* THE PROBLEM
What is needed here is an exact repetition of the records below, beginning at the line that has "Reviewer note: make sure every instance of the smartphone" and stopping after the line that has "Reviewer note: make sure every instance of the sweatpants".

* EXTRACTED INFORMATION
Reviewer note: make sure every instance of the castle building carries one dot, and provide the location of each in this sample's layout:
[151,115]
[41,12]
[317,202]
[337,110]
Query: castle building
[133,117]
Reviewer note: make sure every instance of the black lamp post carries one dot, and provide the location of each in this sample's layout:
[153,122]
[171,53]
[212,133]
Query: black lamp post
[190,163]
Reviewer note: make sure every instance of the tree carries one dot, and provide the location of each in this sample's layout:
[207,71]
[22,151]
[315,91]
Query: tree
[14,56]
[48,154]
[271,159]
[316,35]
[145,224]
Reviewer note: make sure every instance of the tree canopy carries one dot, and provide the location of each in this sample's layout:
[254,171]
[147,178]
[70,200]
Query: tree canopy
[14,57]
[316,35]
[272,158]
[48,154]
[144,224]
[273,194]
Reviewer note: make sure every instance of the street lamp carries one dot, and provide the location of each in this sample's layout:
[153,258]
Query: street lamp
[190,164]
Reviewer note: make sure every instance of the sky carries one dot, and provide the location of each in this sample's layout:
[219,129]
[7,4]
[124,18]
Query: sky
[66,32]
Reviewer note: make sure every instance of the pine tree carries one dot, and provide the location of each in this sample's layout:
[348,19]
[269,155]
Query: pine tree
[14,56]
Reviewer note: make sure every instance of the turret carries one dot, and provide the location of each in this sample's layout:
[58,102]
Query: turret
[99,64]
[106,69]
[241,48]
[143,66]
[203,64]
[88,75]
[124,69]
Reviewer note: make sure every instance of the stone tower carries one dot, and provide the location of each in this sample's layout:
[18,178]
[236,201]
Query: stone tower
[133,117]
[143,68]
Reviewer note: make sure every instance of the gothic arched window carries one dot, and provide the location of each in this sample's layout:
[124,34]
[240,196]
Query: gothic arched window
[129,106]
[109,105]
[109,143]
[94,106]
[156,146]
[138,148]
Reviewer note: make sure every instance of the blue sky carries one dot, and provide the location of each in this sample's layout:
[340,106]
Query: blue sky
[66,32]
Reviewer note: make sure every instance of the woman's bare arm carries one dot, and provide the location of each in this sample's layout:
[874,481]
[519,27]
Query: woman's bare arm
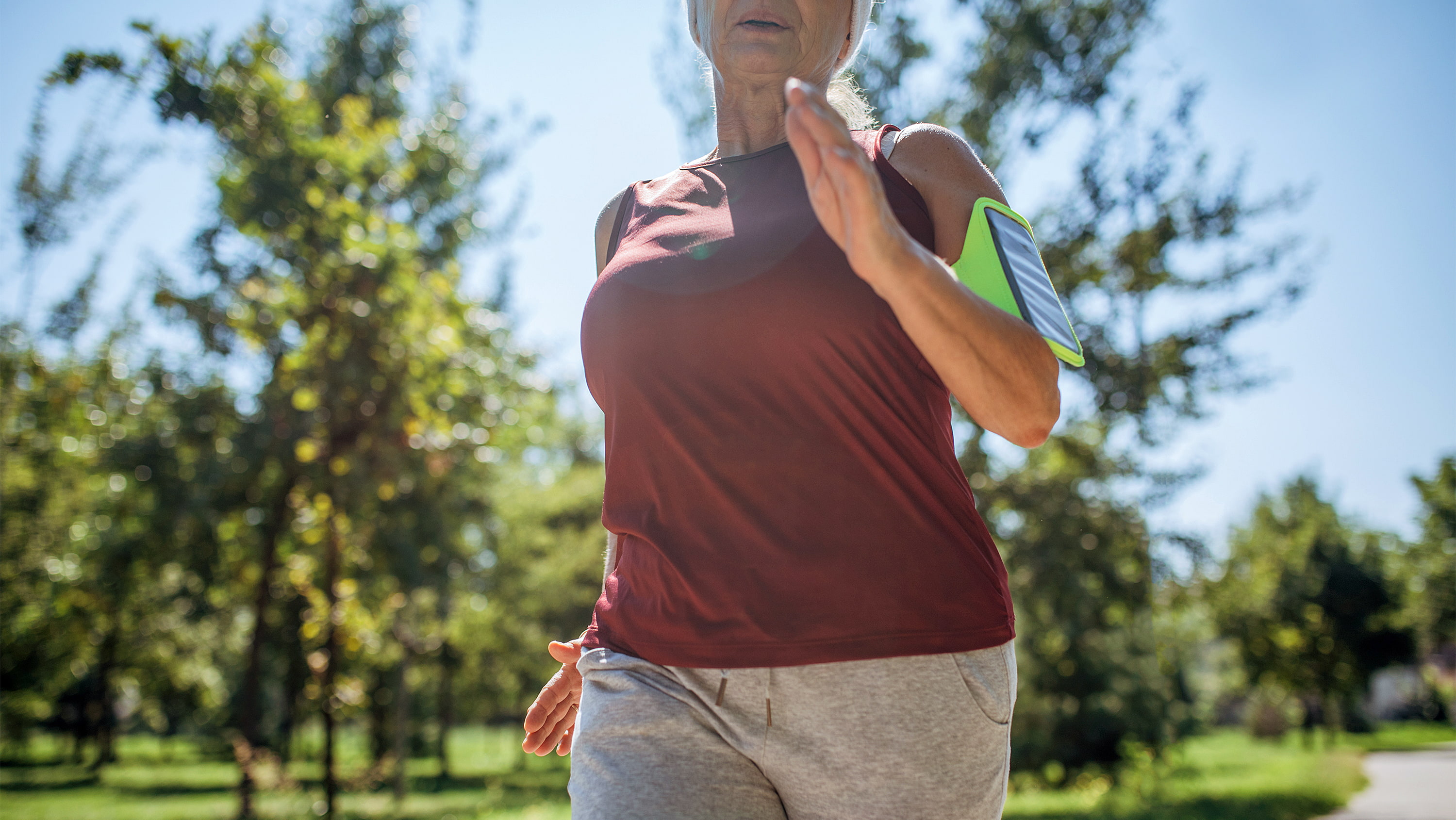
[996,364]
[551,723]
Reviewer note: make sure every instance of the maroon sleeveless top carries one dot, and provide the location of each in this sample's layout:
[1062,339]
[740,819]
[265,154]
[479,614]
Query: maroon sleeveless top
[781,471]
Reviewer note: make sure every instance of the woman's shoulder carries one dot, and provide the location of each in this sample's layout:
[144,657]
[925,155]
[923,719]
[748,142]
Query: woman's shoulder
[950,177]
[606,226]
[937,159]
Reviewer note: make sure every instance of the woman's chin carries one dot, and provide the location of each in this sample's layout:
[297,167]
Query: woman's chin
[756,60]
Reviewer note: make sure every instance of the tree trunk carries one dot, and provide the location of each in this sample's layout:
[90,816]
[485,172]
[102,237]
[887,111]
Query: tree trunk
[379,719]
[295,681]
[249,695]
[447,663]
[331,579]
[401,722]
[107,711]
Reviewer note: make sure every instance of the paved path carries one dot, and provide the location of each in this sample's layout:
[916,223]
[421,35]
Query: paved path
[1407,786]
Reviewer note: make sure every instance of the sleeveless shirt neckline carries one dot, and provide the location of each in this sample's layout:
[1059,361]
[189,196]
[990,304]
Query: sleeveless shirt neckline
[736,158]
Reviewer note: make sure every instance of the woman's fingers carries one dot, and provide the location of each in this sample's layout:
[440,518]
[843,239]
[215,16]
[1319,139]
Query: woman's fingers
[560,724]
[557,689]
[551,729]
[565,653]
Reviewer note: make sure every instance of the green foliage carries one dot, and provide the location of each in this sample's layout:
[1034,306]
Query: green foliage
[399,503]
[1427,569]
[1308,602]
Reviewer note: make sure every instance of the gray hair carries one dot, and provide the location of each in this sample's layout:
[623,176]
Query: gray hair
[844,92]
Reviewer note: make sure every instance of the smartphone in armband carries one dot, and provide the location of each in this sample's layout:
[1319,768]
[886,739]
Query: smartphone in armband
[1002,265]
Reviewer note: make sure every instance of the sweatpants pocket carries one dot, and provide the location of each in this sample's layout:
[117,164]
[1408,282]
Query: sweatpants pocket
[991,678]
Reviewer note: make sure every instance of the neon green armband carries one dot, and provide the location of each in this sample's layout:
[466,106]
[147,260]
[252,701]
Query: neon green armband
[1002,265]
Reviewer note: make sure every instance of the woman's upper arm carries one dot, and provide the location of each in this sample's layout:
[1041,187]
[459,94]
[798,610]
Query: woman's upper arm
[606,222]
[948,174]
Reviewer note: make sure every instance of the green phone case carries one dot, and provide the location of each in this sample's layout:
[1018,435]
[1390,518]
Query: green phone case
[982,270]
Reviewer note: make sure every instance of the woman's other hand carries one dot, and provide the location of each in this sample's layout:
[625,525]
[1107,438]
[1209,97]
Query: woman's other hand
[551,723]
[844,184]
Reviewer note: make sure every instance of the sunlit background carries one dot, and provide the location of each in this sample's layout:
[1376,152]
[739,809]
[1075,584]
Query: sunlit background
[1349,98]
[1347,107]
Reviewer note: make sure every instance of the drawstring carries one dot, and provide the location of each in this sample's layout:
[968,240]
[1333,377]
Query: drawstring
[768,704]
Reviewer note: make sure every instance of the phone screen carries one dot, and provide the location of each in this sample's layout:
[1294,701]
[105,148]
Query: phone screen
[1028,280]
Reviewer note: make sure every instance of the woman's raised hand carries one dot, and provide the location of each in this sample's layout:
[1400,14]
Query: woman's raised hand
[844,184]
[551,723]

==

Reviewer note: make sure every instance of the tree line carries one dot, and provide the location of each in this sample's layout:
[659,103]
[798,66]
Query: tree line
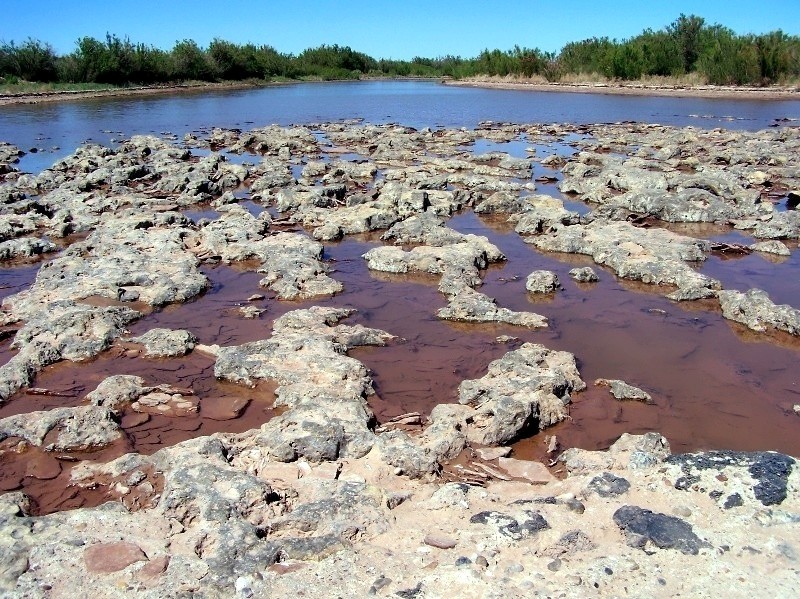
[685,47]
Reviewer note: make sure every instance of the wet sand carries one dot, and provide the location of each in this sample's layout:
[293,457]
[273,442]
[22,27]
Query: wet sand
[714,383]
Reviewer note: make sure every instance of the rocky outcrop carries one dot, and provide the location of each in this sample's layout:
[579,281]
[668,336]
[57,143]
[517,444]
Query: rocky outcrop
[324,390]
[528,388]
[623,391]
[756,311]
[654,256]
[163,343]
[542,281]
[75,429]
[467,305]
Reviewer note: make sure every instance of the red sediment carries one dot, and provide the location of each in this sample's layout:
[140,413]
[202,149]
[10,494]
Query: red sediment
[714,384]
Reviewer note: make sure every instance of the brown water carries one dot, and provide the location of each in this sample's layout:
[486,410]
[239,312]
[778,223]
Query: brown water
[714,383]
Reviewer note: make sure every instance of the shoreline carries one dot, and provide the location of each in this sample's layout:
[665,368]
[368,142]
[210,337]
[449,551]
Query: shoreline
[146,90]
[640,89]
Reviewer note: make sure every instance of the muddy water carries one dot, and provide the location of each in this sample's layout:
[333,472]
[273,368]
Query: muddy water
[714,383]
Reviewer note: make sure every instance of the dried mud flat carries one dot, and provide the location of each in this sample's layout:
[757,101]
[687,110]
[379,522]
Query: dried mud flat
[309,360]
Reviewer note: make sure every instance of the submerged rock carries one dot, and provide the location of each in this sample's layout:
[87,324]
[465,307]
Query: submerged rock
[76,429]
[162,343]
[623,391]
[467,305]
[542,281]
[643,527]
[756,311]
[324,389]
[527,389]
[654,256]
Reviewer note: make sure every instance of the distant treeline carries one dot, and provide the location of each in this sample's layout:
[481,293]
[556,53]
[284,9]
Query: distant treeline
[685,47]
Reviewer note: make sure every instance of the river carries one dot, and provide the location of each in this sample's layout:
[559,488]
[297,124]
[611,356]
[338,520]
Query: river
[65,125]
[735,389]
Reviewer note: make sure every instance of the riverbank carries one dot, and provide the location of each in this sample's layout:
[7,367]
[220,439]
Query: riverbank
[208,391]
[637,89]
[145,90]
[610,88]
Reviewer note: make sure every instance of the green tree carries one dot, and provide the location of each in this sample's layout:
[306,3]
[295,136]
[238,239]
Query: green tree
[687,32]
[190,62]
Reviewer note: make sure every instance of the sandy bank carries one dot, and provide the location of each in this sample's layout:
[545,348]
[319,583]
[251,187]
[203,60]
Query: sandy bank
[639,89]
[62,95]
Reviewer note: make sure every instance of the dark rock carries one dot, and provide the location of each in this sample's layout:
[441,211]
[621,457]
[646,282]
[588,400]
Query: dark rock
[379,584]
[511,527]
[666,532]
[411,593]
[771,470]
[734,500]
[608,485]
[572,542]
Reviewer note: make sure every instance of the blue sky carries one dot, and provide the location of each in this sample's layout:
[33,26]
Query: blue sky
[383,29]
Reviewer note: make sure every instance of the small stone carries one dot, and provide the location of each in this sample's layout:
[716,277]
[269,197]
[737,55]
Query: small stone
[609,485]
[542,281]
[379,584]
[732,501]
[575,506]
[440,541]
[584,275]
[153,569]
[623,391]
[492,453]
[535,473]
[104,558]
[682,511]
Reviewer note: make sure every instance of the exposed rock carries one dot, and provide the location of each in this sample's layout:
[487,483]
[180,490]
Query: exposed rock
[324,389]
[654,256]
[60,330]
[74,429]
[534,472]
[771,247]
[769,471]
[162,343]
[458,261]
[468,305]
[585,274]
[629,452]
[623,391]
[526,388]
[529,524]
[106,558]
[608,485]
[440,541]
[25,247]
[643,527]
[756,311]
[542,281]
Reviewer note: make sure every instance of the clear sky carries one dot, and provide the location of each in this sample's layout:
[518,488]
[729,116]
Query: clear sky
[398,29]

* WRITTEN RESPONSE
Reviewer note: make sure every instance of the smartphone in armband carries one dot, and provide the location of each in this sample's layout:
[1319,768]
[886,739]
Query: smartphone in armband
[1002,265]
Reviewer note: make sure every instance of the sweatpants pocket carries one dot, and provide the location of each in this sample's layout:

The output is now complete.